EXERCISE DESCRIPTION: Rewrite the material below, swapping each "instance" for "occurrence" and leaving everything else unchanged.

THE DATA:
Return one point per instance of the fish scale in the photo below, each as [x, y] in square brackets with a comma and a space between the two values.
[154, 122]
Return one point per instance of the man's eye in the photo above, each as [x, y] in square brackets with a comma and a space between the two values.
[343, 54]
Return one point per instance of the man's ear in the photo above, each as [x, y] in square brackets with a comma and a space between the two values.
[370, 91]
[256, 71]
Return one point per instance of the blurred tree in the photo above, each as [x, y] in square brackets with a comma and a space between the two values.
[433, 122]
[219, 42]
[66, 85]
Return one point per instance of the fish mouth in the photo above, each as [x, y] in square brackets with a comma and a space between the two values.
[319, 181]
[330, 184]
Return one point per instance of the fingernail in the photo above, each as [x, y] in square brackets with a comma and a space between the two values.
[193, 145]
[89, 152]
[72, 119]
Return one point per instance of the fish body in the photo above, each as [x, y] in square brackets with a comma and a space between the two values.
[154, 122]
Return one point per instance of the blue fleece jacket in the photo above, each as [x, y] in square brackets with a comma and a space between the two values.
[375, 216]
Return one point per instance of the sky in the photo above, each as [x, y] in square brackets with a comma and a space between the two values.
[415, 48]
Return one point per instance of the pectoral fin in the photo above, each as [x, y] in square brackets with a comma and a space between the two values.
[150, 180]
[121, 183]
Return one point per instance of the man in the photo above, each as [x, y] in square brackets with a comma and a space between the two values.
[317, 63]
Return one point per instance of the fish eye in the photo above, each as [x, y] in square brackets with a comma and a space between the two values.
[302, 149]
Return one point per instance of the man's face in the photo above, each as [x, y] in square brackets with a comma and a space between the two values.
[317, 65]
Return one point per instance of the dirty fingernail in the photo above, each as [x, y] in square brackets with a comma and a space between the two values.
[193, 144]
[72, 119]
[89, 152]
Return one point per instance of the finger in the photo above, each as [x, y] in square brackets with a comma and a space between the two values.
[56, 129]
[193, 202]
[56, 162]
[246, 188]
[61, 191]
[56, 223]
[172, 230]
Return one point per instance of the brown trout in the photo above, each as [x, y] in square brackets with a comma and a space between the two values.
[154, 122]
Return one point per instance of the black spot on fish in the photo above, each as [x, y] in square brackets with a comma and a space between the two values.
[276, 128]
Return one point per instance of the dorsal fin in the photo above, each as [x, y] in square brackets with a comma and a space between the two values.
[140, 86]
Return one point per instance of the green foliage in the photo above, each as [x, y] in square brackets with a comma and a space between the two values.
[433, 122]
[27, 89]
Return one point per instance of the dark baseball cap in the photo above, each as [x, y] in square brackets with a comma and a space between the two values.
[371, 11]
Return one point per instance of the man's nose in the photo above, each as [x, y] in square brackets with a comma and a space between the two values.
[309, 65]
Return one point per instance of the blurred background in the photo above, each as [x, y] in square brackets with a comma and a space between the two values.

RESPONSE TO THE EXERCISE:
Return one point per occurrence of the fish scale in the photo below, each as [x, y] in square brackets with a comma and a space between the two values.
[154, 122]
Return one point per occurrence of the man's eye in the photo above, each as [x, y] in square brackets with a comma and a space between the two values.
[343, 54]
Return one point per occurrence of the man's ear in the photo above, each as [x, y] in square brackets with a comma and a space between the two values.
[370, 91]
[256, 71]
Return one point per occurrence of the blurred tree in the photo above, each as [x, y] in square brackets with a comma and a space between the two values.
[433, 122]
[219, 42]
[66, 85]
Return one point per occurrence of the fish mouth in the photo above, each as [x, y] in square brackets with a comma and a space between the two values.
[319, 181]
[330, 184]
Return one point per occurrence of the fingernail in the photo above, each as [x, y] in square brackets with a comma and a space between the two values.
[193, 145]
[89, 152]
[72, 119]
Return one point per occurrence of the fish body in the photo above, each as [x, y] in square brackets with a comma and a space between the two values.
[154, 122]
Return one point per occurrence of the blue fleece jacket in the photo above, each as [x, y] in square brackets with a comma and a space between the two values.
[375, 216]
Return one point per occurrence of the sky in the photo above, each as [x, y] in square brackets with a comma and a space between the two values.
[415, 48]
Return one point per occurrence of the pectoral fin in the photo above, each as [x, y] in square brackets with a comma and a space between the two values.
[150, 180]
[121, 183]
Return one point per occurrence of the man in the photo above, each as [x, y] in square brackets with a comma and a space between the two values.
[317, 63]
Return one point per occurrence of the fish eye in the photo above, each as [x, y] in square brackets with a comma and a space between the two values.
[302, 149]
Return one point per occurrence of the man's face in the photo above, each as [x, y] in square brackets with a comma and a space between the two values.
[317, 65]
Return one point per occurrence of the dirty fingernail in the photo above, each as [x, y] in square brackets with a comma and a space between the two values.
[193, 144]
[72, 119]
[89, 152]
Return one point per occurrence of the finger in the photo above, each as [x, y] in square brackets with a comma and a space between the two values.
[56, 129]
[193, 202]
[56, 162]
[246, 188]
[61, 191]
[56, 223]
[172, 230]
Return one point per occurrence of the brown trout in the photo above, each as [x, y] in square brackets with a comma and a space between the two values.
[154, 122]
Return one point per occurrence of the black spot on fish in the photo above, each as [x, y] in square brackets with a comma and a space between the two values.
[276, 128]
Return one point per occurrence of the dorsal fin in the photo above, each as [x, y] in square brackets with a comma and a space between the two values.
[140, 86]
Return one point per occurrence of the green foliage in the photo above, each as [x, y] in square brackets with a comma and a space between the two values.
[433, 122]
[27, 89]
Return one point per occurrence of the dark baseball cap in the photo above, each as [x, y] in square brackets with a comma and a space between the two values.
[371, 11]
Return one point per occurrence of the man's nose in the photo above, each as [x, y] in square brackets with a comma and a space between the two values.
[309, 65]
Return one point per occurrence of the blurred background in the photo above, each as [x, y] in square brackets with a comma and a space between the two values.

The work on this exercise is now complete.